## EXERCISE AIM
The records that follow must be repeated exactly, minus the images.

## RECORD EXTRACTS
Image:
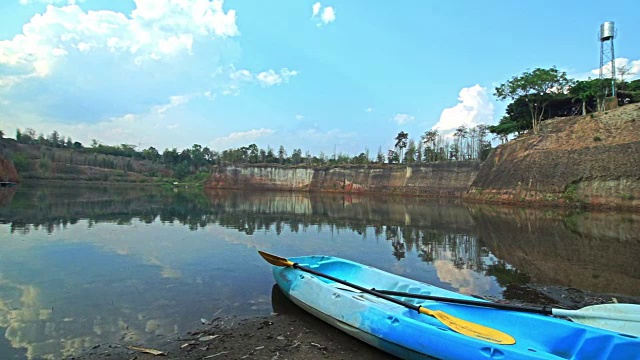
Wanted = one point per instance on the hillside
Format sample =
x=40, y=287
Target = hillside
x=588, y=160
x=48, y=163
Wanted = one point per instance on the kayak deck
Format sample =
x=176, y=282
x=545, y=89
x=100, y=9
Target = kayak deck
x=537, y=336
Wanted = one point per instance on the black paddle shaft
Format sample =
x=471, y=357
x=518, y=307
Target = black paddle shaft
x=522, y=308
x=365, y=290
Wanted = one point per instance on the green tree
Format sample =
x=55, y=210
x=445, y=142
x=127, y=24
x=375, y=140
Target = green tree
x=429, y=140
x=254, y=153
x=401, y=141
x=585, y=91
x=380, y=156
x=282, y=154
x=535, y=87
x=296, y=156
x=410, y=156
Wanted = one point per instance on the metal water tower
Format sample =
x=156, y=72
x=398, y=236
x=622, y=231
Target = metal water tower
x=607, y=56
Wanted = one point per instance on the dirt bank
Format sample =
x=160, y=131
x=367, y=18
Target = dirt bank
x=587, y=161
x=294, y=334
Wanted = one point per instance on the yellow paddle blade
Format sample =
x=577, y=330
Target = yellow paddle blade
x=470, y=329
x=275, y=260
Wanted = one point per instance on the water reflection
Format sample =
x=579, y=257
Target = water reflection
x=86, y=265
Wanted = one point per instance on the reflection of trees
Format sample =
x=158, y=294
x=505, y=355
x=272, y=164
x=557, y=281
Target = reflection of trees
x=587, y=250
x=423, y=226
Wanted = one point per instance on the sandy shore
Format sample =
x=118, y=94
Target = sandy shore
x=291, y=333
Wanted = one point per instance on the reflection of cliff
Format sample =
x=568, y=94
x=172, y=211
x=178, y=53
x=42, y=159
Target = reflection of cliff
x=253, y=211
x=590, y=251
x=6, y=195
x=440, y=179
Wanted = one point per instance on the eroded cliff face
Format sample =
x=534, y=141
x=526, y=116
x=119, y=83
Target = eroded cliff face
x=438, y=179
x=585, y=160
x=8, y=171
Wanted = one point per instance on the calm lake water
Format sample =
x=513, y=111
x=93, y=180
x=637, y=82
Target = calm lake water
x=82, y=265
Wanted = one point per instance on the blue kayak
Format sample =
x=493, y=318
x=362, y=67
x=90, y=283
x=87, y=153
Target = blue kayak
x=408, y=334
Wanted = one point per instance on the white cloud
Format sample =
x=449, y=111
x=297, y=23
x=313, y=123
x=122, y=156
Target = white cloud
x=271, y=77
x=327, y=15
x=155, y=29
x=237, y=139
x=474, y=108
x=266, y=78
x=401, y=119
x=316, y=8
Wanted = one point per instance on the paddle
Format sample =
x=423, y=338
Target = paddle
x=624, y=318
x=458, y=325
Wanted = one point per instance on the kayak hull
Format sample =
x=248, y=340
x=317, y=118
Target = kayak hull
x=407, y=334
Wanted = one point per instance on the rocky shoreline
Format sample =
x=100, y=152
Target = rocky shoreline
x=291, y=333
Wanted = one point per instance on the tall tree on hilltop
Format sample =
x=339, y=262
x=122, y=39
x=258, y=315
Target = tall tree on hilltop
x=401, y=141
x=429, y=140
x=536, y=87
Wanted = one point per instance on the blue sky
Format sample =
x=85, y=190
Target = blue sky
x=336, y=74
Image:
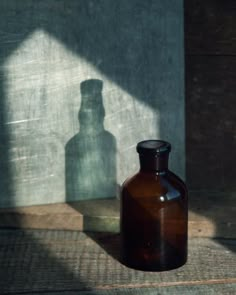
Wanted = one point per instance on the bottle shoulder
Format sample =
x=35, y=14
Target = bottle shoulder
x=150, y=184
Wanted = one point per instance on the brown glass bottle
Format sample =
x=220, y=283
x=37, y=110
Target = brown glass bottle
x=154, y=212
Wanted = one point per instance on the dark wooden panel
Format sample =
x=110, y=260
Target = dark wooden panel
x=53, y=261
x=211, y=122
x=210, y=27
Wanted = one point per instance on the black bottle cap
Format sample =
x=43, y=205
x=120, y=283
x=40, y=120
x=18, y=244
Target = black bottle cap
x=153, y=147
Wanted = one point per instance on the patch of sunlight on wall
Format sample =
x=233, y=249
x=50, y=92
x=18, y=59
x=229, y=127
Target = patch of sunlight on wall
x=42, y=89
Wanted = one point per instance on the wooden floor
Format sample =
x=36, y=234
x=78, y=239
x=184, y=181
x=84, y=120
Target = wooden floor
x=73, y=262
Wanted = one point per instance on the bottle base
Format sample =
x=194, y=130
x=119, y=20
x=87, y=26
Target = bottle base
x=155, y=267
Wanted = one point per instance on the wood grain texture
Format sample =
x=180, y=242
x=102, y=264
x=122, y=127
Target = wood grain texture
x=211, y=123
x=48, y=49
x=217, y=289
x=210, y=27
x=209, y=216
x=69, y=261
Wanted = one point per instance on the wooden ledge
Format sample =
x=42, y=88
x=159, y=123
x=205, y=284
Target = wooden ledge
x=206, y=219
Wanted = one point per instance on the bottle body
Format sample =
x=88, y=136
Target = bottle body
x=154, y=216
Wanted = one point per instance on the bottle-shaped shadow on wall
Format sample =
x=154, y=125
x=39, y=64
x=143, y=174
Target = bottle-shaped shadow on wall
x=91, y=153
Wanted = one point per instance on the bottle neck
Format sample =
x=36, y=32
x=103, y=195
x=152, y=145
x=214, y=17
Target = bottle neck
x=154, y=163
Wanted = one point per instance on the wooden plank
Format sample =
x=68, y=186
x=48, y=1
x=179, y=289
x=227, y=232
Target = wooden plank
x=67, y=261
x=206, y=216
x=216, y=289
x=210, y=27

## EXERCISE ANSWER
Image:
Wanted = one point per instance on the hillside
Format sample =
x=40, y=287
Target = hillside
x=588, y=160
x=48, y=163
Wanted = one point per instance on the kayak deck
Format sample =
x=176, y=282
x=545, y=89
x=100, y=9
Target = kayak deck
x=537, y=336
Wanted = one point per instance on the black paddle shaft
Format sample =
x=471, y=357
x=518, y=307
Target = black paddle shaft
x=522, y=308
x=365, y=290
Wanted = one point per instance on the green tree
Format sample =
x=55, y=210
x=445, y=142
x=127, y=24
x=375, y=140
Target = green tree
x=429, y=140
x=254, y=153
x=401, y=141
x=585, y=91
x=380, y=156
x=282, y=154
x=535, y=87
x=296, y=156
x=410, y=156
Wanted = one point per instance on the metal water tower
Format sample =
x=156, y=72
x=398, y=236
x=622, y=231
Target = metal water tower
x=607, y=56
Wanted = one point per instance on the dirt bank
Format sample =
x=160, y=131
x=367, y=18
Target = dirt bank
x=587, y=161
x=294, y=334
Wanted = one point per instance on the yellow paddle blade
Format sample =
x=577, y=330
Target = yellow paddle blade
x=470, y=329
x=275, y=260
Wanted = one point per instance on the water reflection
Format sample =
x=579, y=257
Target = water reflection
x=86, y=265
Wanted = one point per instance on the reflection of trees
Format sample =
x=158, y=294
x=505, y=355
x=272, y=164
x=557, y=281
Target = reflection of trees
x=587, y=250
x=423, y=226
Wanted = one point per instance on the sandy shore
Format sample =
x=118, y=94
Target = sandy shore
x=291, y=333
Wanted = one point per instance on the reflection of cliff
Format sample =
x=568, y=94
x=172, y=211
x=178, y=53
x=42, y=159
Target = reflection of cliff
x=253, y=211
x=590, y=251
x=6, y=195
x=440, y=179
Wanted = one point per instance on the eroded cliff face
Format sample =
x=534, y=141
x=526, y=116
x=119, y=83
Target = eroded cliff face
x=438, y=179
x=585, y=160
x=8, y=171
Wanted = one point per instance on the calm lake water
Format sample =
x=513, y=111
x=93, y=180
x=637, y=82
Target = calm lake water
x=82, y=265
Wanted = one point per instance on the blue kayak
Format sample =
x=493, y=318
x=362, y=67
x=90, y=283
x=87, y=153
Target = blue kayak
x=408, y=334
Wanted = one point per instance on the white cloud
Format sample =
x=449, y=111
x=297, y=23
x=313, y=123
x=122, y=156
Target = white cloud
x=271, y=77
x=327, y=15
x=155, y=29
x=237, y=139
x=474, y=108
x=266, y=78
x=401, y=119
x=316, y=8
Wanted = one point per instance on the paddle
Format sample =
x=423, y=338
Target = paddle
x=624, y=318
x=458, y=325
Wanted = one point per instance on the kayak hull
Format sample =
x=248, y=340
x=317, y=118
Target = kayak hull
x=407, y=334
Wanted = one point per instance on the rocky shoreline
Format sample =
x=100, y=152
Target = rocky shoreline
x=291, y=333
Wanted = one point per instance on the tall tree on hilltop
Format sample =
x=339, y=262
x=122, y=39
x=258, y=315
Target = tall tree on hilltop
x=401, y=141
x=429, y=140
x=536, y=87
Wanted = one point per instance on the blue sky
Format sample =
x=85, y=190
Target = blue sky
x=336, y=74
Image:
Wanted = one point per instance on the bottle shoulder
Format sample =
x=35, y=14
Target = bottle shoulder
x=150, y=184
Wanted = one point per instance on the brown glass bottle
Format sample =
x=220, y=283
x=37, y=110
Target = brown glass bottle
x=154, y=212
Wanted = one point per instance on the dark wooden panel
Format sample =
x=110, y=260
Target = dark wooden panel
x=53, y=261
x=211, y=122
x=210, y=27
Wanted = one point per instance on the black bottle cap
Format sample =
x=43, y=205
x=120, y=283
x=40, y=120
x=18, y=244
Target = black bottle cap
x=153, y=147
Wanted = one point per instance on the patch of sunlight on wall
Format sample =
x=233, y=249
x=50, y=92
x=18, y=59
x=229, y=127
Target = patch of sunlight on wall
x=42, y=89
Wanted = one point per instance on the wooden floor
Format sample =
x=36, y=234
x=78, y=239
x=184, y=181
x=84, y=120
Target = wooden floor
x=73, y=262
Wanted = one point per instance on the bottle base
Format sample =
x=194, y=130
x=119, y=20
x=87, y=26
Target = bottle base
x=155, y=267
Wanted = one point per instance on the wood grain texture
Format sample =
x=180, y=242
x=102, y=264
x=122, y=127
Target = wood grain texture
x=211, y=123
x=48, y=49
x=217, y=289
x=210, y=27
x=209, y=216
x=69, y=261
Wanted = one point per instance on the wooden ledge
Format sample =
x=42, y=88
x=159, y=123
x=205, y=284
Target = wooden ledge
x=206, y=219
Wanted = one point per instance on the bottle body
Format sample =
x=88, y=136
Target = bottle body
x=154, y=216
Wanted = one point per instance on the bottle-shaped shadow on wall
Format sample =
x=154, y=125
x=39, y=64
x=143, y=174
Target = bottle-shaped shadow on wall
x=91, y=153
Wanted = one point per instance on the bottle neck
Format sample =
x=36, y=32
x=103, y=195
x=152, y=145
x=214, y=17
Target = bottle neck
x=154, y=163
Wanted = one point per instance on the wooden plank
Format sample =
x=68, y=186
x=48, y=1
x=179, y=289
x=227, y=232
Target = wooden plank
x=67, y=261
x=206, y=216
x=216, y=289
x=210, y=27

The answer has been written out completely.